É
um hábito arraigado entre brasileiros atribuir a outros a culpa pelos próprios
males. Se se pode atribuir sentimentos a entes coletivos, esse é também um
hábito da Nação brasileira, pois estamos sempre procurando encontrar nas outras
nações a origem dos nossos fracassos. É o que está por trás da noção de opção
“equivocada” pelo modal rodoviário que o Brasil fez ao tempo do governo
Juscelino Kubitschek (1956-1961), que teria-se deixado levar pelos interesses
da indústria automobilística norte-americana.
Naquele
tempo, é certo, o Brasil precisava abrir rodovias para desbravar o seu
território, o que aceleraria o crescimento das montadoras de automóveis e
caminhões. Mais que isso: o País precisava crescer. Mas daí a concluir que o
sucateamento da rede ferroviária e dos portos e aeroportos tenha-se dado, de
maneira proposital, para favorecer interesses norte-americanos é um exagero.
Ora, isso se deu por culpa mesmo de administradores públicos mequetrefes ou
porque poucos foram os presidentes da República que desde então tiveram visão
de estadista.
Também
não se pode dizer que portos e aeroportos tenham sido sucateados porque isso
pressupõe que, algum dia, estiveram dentro de padrões de Primeiro Mundo. Já o
modal ferroviário – pelo menos no Estado de São Paulo – funcionou bem à época
dourada da produção do café, como ainda se pode perceber pelas antigas estações
que viraram centros culturais.

###

EXERCÍCIOS PROPOSTOS >>
• 1. Segundo o artigo, em que estado e em que época o modal ferroviário funcionou bem?
• 2. Dê continuidade ao artigo sobre a opção brasileira pelo modal rodoviário, começando logo após a última frase apresentada.

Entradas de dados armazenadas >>
###

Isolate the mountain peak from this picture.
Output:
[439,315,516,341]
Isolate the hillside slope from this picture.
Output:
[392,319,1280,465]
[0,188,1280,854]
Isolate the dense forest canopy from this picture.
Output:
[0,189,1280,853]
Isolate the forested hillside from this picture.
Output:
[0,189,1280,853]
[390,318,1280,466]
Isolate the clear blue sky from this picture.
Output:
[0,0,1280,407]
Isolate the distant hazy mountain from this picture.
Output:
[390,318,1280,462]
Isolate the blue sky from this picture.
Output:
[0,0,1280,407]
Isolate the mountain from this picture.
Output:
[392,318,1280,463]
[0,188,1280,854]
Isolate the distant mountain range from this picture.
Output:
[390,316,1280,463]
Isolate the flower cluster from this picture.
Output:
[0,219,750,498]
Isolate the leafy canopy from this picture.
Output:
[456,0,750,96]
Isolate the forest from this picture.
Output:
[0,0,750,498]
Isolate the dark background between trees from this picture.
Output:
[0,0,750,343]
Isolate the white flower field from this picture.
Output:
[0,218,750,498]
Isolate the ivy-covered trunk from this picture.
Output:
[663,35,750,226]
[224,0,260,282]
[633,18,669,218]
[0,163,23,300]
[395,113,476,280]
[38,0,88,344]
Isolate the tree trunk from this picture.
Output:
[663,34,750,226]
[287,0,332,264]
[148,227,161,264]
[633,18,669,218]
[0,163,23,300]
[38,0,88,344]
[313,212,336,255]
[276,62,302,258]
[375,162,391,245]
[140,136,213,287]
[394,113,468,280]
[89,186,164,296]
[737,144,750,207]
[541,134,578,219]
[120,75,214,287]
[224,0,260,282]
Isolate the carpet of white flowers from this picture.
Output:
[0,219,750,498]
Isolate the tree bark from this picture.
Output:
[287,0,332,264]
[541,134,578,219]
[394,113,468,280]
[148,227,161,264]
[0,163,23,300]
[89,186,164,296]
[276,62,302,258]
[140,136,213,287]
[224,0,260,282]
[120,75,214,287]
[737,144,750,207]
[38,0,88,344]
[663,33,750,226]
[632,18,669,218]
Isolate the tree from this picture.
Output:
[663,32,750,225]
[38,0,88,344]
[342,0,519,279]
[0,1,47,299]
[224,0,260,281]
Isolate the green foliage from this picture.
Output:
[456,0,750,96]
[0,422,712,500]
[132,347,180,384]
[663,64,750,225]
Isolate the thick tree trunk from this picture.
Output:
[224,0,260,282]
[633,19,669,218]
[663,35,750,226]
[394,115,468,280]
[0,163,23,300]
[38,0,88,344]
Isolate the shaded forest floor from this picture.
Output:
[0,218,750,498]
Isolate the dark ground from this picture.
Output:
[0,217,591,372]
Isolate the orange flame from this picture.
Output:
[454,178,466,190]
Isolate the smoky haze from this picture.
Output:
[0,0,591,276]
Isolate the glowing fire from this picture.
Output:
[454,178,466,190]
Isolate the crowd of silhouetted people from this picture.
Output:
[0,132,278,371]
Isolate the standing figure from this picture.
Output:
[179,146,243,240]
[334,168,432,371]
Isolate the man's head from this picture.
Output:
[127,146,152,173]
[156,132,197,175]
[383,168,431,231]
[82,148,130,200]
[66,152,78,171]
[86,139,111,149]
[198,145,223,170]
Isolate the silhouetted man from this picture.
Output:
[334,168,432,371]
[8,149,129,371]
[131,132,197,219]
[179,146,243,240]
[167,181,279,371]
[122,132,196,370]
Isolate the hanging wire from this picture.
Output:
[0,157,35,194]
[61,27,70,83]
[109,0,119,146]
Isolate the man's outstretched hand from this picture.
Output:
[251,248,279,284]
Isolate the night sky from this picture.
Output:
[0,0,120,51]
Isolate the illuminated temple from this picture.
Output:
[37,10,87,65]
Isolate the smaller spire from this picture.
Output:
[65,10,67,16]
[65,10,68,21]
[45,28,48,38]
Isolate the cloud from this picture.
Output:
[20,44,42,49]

###

GABARITO COMENTADO >>
• 1. No Estado de São Paulo, na época dourada da produção do café.

• 2.
Deficiente
como tudo que funciona nas mãos do Estado, o modal ferroviário foi desativado
por incompetência administrativa mesmo. Nem se pode dizer que, na década de
1970, ninguém poderia imaginar que haveria pela frente a revolução do
contêiner. Criado ao final da década de 1930, desde a década de 1950, o
contêiner passou a ser utilizado em larga escala nos Estados Unidos, a ponto de
hoje ser responsável por 95% das cargas gerais transportadas em navios pelo
mundo.
Pois
bem. Optamos pelo modal rodoviário como condutor do desenvolvimento e acabamos
reféns das crises do petróleo. Mas tampouco desenvolvemos uma rede viária nas
proporções que o País precisa – ainda hoje constitui uma aventura viajar por
terra de Cuiabá-MT a Santarém-PA ou trafegar na Transamazônica ou chegar a
Roraima sem passar por sobressaltos.
O
novo modal rodoviário chegou a uma situação tão caótica que governantes de
mentalidade estatizante viram-se obrigados a privatizá-lo, com mais um ônus
para a sociedade que é a cobrança de pedágios, já que a taxação dos demais impostos
não foi reduzida. Resultado: sair do Interior paulista em direção ao Porto de
Santos significa passar por cinco ou seis pedágios, o que contribui
decisivamente para que o preço do transporte rodoviário seja de 25 a 40% mais
caro do que para outros portos do País, como mostrou recente estudo do grupo
Maersk.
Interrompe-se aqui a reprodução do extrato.